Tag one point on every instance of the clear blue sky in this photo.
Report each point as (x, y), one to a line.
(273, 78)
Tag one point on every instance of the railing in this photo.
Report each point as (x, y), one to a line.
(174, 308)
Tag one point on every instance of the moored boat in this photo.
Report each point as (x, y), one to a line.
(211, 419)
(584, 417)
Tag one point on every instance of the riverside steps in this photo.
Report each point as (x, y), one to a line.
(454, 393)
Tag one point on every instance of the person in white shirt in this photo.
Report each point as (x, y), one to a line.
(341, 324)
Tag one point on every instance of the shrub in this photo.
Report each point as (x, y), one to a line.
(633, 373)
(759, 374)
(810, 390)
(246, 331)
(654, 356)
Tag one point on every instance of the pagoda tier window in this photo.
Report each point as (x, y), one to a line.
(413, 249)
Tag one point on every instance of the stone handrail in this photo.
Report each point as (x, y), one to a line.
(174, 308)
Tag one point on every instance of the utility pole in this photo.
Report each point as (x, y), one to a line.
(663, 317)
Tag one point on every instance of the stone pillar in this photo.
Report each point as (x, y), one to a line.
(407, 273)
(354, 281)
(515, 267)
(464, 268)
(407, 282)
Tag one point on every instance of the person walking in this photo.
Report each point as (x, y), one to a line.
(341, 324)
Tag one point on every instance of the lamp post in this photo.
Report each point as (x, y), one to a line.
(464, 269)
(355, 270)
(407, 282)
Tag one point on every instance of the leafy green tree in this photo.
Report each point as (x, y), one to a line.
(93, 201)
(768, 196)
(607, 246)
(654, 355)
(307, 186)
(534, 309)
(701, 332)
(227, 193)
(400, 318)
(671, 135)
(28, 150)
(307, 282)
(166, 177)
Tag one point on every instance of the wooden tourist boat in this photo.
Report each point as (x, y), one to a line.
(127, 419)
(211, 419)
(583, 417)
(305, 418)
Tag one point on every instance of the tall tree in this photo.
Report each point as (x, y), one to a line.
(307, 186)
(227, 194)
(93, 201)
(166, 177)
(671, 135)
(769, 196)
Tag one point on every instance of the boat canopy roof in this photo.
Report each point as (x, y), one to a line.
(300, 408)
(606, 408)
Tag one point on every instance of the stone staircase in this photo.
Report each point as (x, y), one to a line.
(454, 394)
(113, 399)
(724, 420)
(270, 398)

INSTRUCTIONS TO FOLLOW:
Rewrite the material from the line that has "Tag one point on every instance of the person walking" through its final line, requests included, and raise every answer coordinate by 51. Leave the requests and their format samples unchanged.

REPLY:
Tag one point on every instance of the person walking in this photo.
Report each point as (x, y), one to a line.
(392, 375)
Tag one point on every instance of the lamp post in this photo.
Report each point as (x, y), one to a line.
(515, 320)
(406, 321)
(458, 333)
Tag one point on every instance of the leafy green tree in this photo.
Report each point as (x, y), one to a line.
(144, 252)
(819, 247)
(658, 297)
(705, 406)
(358, 237)
(585, 360)
(752, 383)
(278, 244)
(451, 369)
(722, 186)
(79, 201)
(358, 333)
(217, 228)
Tag one point on every instance of the wooden tourist boat in this photo.
Report each point as (x, y), one to a line.
(178, 470)
(262, 470)
(634, 468)
(356, 469)
Tag one point on every instance of the tall tree in this photo.
Report each point as (x, y), one to a line.
(358, 237)
(278, 245)
(144, 252)
(217, 228)
(722, 186)
(820, 247)
Tag one point on every instance of the boat canopy roof in this photo.
Report each point as (x, y), one to a line.
(351, 459)
(657, 459)
Tag one point on every instance of the stone staircase in this photo.
Report each point as (x, y), one to a line.
(505, 445)
(164, 450)
(775, 471)
(321, 449)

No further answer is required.